#### [GIVEN INSTRUCTION]
Reproduce the entire listing below word for word, keeping every line in its original order.

#### [Entries for pointing and labeling]
■ ■ ■ ■ ■

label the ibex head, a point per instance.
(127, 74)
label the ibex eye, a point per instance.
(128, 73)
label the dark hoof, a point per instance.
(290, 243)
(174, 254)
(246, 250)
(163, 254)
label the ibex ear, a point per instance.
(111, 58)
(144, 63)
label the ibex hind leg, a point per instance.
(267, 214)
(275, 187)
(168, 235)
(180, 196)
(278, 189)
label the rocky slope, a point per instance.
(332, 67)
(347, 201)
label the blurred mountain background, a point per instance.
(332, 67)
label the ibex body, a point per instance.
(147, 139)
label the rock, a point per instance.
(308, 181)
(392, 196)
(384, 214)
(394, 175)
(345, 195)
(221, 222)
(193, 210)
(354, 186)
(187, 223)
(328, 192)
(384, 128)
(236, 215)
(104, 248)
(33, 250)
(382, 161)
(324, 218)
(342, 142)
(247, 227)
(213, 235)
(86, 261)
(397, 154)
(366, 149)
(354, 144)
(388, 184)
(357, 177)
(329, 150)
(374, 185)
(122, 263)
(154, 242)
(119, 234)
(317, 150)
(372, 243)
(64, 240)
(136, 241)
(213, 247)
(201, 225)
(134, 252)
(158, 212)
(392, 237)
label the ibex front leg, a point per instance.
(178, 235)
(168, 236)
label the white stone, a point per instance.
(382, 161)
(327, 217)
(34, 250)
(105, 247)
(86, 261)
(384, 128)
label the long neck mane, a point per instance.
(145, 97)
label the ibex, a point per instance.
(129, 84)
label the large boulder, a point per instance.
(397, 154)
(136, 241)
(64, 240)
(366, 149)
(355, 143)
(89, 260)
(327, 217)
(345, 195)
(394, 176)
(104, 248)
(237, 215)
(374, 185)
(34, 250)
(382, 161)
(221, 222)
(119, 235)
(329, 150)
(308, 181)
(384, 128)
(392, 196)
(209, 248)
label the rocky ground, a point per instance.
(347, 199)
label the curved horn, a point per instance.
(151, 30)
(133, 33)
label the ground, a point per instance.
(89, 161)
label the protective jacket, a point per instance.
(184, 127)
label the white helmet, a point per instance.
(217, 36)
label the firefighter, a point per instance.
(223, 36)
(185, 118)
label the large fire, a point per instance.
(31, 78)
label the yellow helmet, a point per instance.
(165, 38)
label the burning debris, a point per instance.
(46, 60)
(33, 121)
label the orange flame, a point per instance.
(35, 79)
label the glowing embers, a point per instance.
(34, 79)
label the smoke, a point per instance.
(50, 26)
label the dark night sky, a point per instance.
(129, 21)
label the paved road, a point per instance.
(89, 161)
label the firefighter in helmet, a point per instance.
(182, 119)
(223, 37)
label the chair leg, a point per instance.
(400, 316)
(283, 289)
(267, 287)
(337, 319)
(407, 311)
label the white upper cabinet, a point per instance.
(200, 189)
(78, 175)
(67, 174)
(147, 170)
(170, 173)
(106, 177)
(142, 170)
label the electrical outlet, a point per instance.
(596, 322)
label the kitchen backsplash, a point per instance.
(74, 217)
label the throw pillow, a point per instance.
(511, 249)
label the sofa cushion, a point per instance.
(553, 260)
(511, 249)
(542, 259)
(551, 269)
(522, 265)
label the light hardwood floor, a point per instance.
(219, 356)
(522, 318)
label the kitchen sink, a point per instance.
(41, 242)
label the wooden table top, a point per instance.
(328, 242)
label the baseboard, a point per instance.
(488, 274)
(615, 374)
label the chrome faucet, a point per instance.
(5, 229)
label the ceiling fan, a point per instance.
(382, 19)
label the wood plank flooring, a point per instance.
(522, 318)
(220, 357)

■ ■ ■ ■ ■

#### [EXPECTED ANSWER]
label the ibex head, a point per instance.
(127, 74)
label the ibex eye, a point per instance.
(128, 73)
label the dark hoof, a point per instance.
(290, 243)
(174, 254)
(246, 250)
(163, 254)
label the ibex ear, a point per instance.
(111, 58)
(144, 63)
label the ibex hind leg, a point per instance.
(267, 214)
(275, 187)
(168, 235)
(180, 196)
(278, 189)
label the rocky slope, a point per instance.
(332, 67)
(347, 201)
label the blurred mountain background, a point per instance.
(332, 67)
label the ibex body, a point per instance.
(147, 139)
label the rock, a point per instance.
(308, 181)
(392, 196)
(384, 214)
(394, 175)
(345, 195)
(221, 222)
(193, 210)
(354, 186)
(187, 223)
(328, 192)
(384, 128)
(236, 215)
(104, 248)
(33, 250)
(382, 161)
(324, 218)
(342, 142)
(247, 227)
(213, 235)
(86, 261)
(397, 154)
(366, 149)
(354, 144)
(388, 184)
(357, 177)
(329, 150)
(374, 185)
(122, 263)
(154, 242)
(119, 234)
(317, 150)
(372, 243)
(64, 240)
(136, 241)
(213, 247)
(201, 225)
(134, 252)
(158, 212)
(392, 237)
label the ibex front leg, a point per instance.
(178, 235)
(168, 236)
label the white stone, a point per instance.
(382, 161)
(327, 217)
(34, 250)
(105, 247)
(86, 261)
(384, 128)
label the long neck mane, a point per instance.
(145, 97)
label the ibex, a point per instance.
(129, 84)
label the large boulder, a point per instance.
(397, 154)
(136, 241)
(64, 240)
(366, 149)
(355, 143)
(89, 260)
(327, 217)
(345, 195)
(394, 176)
(104, 248)
(237, 215)
(374, 185)
(34, 250)
(382, 161)
(221, 222)
(119, 235)
(329, 150)
(308, 181)
(384, 128)
(392, 196)
(209, 248)
label the rocky ground, a point per instance.
(347, 199)
label the curved horn, a point per instance.
(151, 30)
(133, 33)
label the ground, a point per instance.
(89, 161)
label the protective jacket, a point per instance.
(184, 127)
label the white helmet, a point per instance.
(217, 36)
label the firefighter, a point per instance.
(223, 36)
(185, 118)
label the large fire, a point per instance.
(31, 78)
label the yellow helmet, a point per instance.
(165, 38)
label the burning debris, a point per instance.
(46, 60)
(33, 121)
label the orange flame, a point per instance.
(35, 79)
label the glowing embers, a point per instance.
(34, 79)
label the smoke, a point per instance.
(50, 26)
label the dark night sky, a point per instance.
(129, 21)
label the paved road, a point per instance.
(89, 161)
label the firefighter in helmet, a point per instance.
(182, 119)
(223, 37)
label the chair leg, a point per instance.
(400, 316)
(283, 289)
(267, 287)
(337, 319)
(407, 311)
label the white upper cabinet, a point per instance.
(200, 189)
(78, 175)
(67, 174)
(147, 170)
(170, 173)
(106, 177)
(142, 170)
label the electrical outlet, a point per instance.
(596, 322)
label the kitchen backsplash, a point per instance.
(74, 217)
label the throw pillow, a point per instance.
(511, 249)
label the sofa cushion, a point per instance.
(553, 260)
(511, 249)
(542, 259)
(551, 269)
(522, 265)
label the light hardwood floor, a point per instance.
(219, 356)
(522, 318)
label the kitchen sink, a point per instance.
(41, 242)
label the wooden table top, a point per instance.
(328, 242)
label the baseboard, a point per instance.
(488, 274)
(615, 374)
label the chrome faucet, a point per instance.
(5, 229)
label the ceiling fan, a point per instance.
(382, 19)
label the wood plank flooring, a point per instance.
(522, 318)
(220, 357)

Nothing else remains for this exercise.